* 待办任务
能否把下文讲OpenCL矩阵相乘的文章中的一段原样抄录出来？从含有“using namespace std;”的地方起，到“if(f.is_open())”为止。
------ 给定文章
【转载】OpenCL实现矩阵相乘

矩阵相乘其实就是前一个矩阵的每一行乘以后一个矩阵的每一列，然后将乘后的每一个数字相加，得到结果矩阵的指定位置的数值。具体算法回顾一下线性代数即可。但是这种行列相乘其实都是独立的，如果是CPU计算必须串行算法，一行一列的乘，但是放到GPU里面则可以并行相乘，如果维数很大那就会大大节约时间。

具体代码如下：

__kernel
void simpleMultiply(__global float* outPutC,
int widthA,
int heightA,
int widthB ,
int heightB ,
__global float* inputA ,
__global  float* inputB
)
{
int row = get_global_id(1);
int col = get_global_id(0);
float sum = 0.0f  ;
for(int i=0;i<widthA; i++)
{
sum += inputA[row*widthA+i] * inputB[i*widthB+col];
}
outPutC[row*widthB+col] = sum;
} ;

// FirstOpenCL.cpp : 定义控制台应用程序的入口点。
//
#include "stdafx.h"
#include <iostream>
#include<time.h>
#include <string>
#include<math.h>
#include <vector>
#include <CL/cl.h>
#include <fstream>

using namespace std;

#pragma comment (lib,"OpenCL.lib")
std::string  convertToString(const char *filename)
{
size_t size;
char*  str;
std::string s;
std::fstream f(filename, (std::fstream::in | std::fstream::binary));
if(f.is_open())
{
size_t fileSize;
f.seekg(0, std::fstream::end);
size = fileSize = (size_t)f.tellg();
f.seekg(0, std::fstream::beg);
str = new char[size+1];
if(!str)
{
f.close();
std::cout << "Memory allocation failed";
return NULL;
}

f.read(str, fileSize);
f.close();
str[size] = '\0';
s = str;
delete[] str;
return s;
}
else
{
std::cout << "\nFile containg the kernel code(\".cl\") not found. Please copy the required file in the folder containg the executable.\n";
exit(1);
}
return NULL;
}

int main()
------------
------ 数据集记录
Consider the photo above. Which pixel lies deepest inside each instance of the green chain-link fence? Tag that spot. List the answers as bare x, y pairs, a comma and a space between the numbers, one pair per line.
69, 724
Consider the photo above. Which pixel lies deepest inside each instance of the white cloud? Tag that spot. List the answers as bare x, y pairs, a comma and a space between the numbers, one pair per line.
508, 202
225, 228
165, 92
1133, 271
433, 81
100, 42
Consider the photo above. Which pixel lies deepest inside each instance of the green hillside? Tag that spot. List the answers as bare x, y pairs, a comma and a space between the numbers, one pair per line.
------------
------ 数据集记录
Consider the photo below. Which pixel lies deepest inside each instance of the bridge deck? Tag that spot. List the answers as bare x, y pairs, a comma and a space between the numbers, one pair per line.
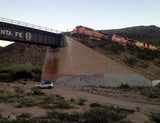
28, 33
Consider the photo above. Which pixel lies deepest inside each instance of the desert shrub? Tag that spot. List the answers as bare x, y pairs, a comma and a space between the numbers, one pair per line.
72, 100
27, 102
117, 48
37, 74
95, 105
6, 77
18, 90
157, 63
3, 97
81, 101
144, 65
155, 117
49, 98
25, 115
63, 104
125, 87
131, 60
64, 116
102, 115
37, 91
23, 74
------------
* 输出结果
using namespace std;

#pragma comment (lib,"OpenCL.lib")
std::string  convertToString(const char *filename)
{
size_t size;
char*  str;
std::string s;
std::fstream f(filename, (std::fstream::in | std::fstream::binary));
if(f.is_open())